Given exercise: In the items below, how many lines contain the string "hotel"? Reply with the number alone.

☆ ☆ ☆

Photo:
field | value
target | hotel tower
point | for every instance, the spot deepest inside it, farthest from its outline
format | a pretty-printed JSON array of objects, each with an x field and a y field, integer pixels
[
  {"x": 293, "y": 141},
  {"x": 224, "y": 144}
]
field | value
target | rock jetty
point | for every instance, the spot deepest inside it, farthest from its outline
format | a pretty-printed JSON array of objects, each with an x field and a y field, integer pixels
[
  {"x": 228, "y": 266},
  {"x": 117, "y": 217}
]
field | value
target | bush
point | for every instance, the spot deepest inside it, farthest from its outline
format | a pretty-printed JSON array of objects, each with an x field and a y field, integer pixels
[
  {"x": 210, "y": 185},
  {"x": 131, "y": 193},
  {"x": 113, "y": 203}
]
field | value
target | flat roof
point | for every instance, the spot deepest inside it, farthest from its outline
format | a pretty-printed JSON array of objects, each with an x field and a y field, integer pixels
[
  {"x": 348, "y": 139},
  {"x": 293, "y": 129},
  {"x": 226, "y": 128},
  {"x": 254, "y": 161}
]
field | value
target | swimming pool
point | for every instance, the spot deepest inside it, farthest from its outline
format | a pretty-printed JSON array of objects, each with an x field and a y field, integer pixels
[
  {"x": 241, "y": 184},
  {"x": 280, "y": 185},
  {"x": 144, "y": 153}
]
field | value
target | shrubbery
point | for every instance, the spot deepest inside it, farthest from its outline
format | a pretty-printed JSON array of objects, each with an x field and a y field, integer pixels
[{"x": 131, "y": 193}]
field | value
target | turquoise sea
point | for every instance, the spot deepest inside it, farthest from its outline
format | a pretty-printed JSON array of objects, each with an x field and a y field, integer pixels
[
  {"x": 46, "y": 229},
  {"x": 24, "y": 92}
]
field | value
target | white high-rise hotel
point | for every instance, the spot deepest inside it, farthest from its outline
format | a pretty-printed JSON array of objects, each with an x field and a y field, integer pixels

☆ ☆ ☆

Full answer: 2